STATED TASK = Please give the records below as a Markdown table with the columns Row and Line, numbering each line in order and leaving out any blank lines.
——
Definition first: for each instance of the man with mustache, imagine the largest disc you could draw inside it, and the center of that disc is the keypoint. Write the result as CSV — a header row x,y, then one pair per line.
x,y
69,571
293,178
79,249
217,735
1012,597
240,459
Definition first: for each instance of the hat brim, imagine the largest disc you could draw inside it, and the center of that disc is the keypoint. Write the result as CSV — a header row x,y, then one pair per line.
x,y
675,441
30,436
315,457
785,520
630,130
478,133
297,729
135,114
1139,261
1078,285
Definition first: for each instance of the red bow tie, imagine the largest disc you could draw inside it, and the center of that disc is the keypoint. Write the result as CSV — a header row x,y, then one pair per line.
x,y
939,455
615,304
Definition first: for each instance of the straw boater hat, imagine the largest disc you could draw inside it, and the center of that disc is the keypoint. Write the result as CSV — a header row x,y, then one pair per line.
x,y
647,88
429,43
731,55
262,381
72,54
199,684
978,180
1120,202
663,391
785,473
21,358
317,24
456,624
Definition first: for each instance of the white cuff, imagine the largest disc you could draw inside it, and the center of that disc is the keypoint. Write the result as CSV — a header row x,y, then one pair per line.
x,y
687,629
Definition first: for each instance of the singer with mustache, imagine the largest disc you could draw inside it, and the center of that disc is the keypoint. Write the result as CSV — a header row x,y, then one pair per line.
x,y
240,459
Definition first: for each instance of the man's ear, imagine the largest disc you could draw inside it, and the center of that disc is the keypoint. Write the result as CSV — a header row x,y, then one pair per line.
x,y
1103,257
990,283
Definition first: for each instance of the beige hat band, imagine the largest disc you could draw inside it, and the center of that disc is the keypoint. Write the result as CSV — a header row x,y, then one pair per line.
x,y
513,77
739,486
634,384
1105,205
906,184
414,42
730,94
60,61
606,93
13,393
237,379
——
FULL SOLUTION =
| Row | Line |
|---|---|
| 1 | Definition first: for each instance of the man with mustache, imagine the largest disc you could draw inside it, and the center of that disc is the keypoint. Write the result as CSV — a header row x,y, then one pair per line. |
| 2 | x,y |
| 3 | 69,571 |
| 4 | 293,178 |
| 5 | 79,249 |
| 6 | 217,735 |
| 7 | 1012,597 |
| 8 | 240,459 |
| 9 | Definition first: for each instance of the hat brim, imagine the largest disc you could draw inside it, and the center of that disc is the keypoint. Write the result as CSV — a header row x,y, then one pair per line. |
| 10 | x,y |
| 11 | 675,441 |
| 12 | 30,436 |
| 13 | 315,457 |
| 14 | 785,520 |
| 15 | 630,130 |
| 16 | 478,133 |
| 17 | 297,729 |
| 18 | 135,114 |
| 19 | 1139,261 |
| 20 | 1078,285 |
| 21 | Definition first: for each instance of the red bow tie, imagine the largest disc you could draw inside it, and the center of that disc is the keypoint. Write the result as CSV — a header row x,y, then one pair per line. |
| 22 | x,y |
| 23 | 939,455 |
| 24 | 615,304 |
| 25 | Definition first: for each instance of the straw boater hat, imagine the largest disc you could draw inside it, and the center of that disc is the keypoint. Write the result as CSV — a header row x,y, then one pair per line. |
| 26 | x,y |
| 27 | 647,88 |
| 28 | 429,43 |
| 29 | 731,55 |
| 30 | 262,381 |
| 31 | 72,54 |
| 32 | 199,684 |
| 33 | 978,180 |
| 34 | 1120,202 |
| 35 | 663,391 |
| 36 | 785,473 |
| 37 | 21,358 |
| 38 | 317,24 |
| 39 | 456,624 |
| 40 | Definition first: for each instance of the white cuff, imagine the largest disc you could draw inside it, and the center of that disc is the keypoint. Write the result as CSV — a header row x,y, then one pair per line. |
| 41 | x,y |
| 42 | 687,629 |
| 43 | Definition first: for each instance of the singer with mustache, imagine the largest disc you could draw inside it, and the center of that disc is the keypoint. Write the result as CSV — a header row x,y, then one pair per line. |
| 44 | x,y |
| 45 | 240,459 |
| 46 | Definition first: for each instance of the man's ear, imagine the largest disc you could draw inside it, and the center of that disc is the keypoint. Write the result as CSV — a header row x,y, then one pair per line. |
| 47 | x,y |
| 48 | 1103,257 |
| 49 | 990,283 |
| 50 | Definition first: for each instance of the beige hat band, imagine the largest disc you could draw inside it, and the center of that disc is the keypoint. Write the result as CSV — a header row x,y, then one pair per line. |
| 51 | x,y |
| 52 | 513,77 |
| 53 | 739,486 |
| 54 | 634,384 |
| 55 | 1105,205 |
| 56 | 906,184 |
| 57 | 414,42 |
| 58 | 730,94 |
| 59 | 60,61 |
| 60 | 606,93 |
| 61 | 13,393 |
| 62 | 237,379 |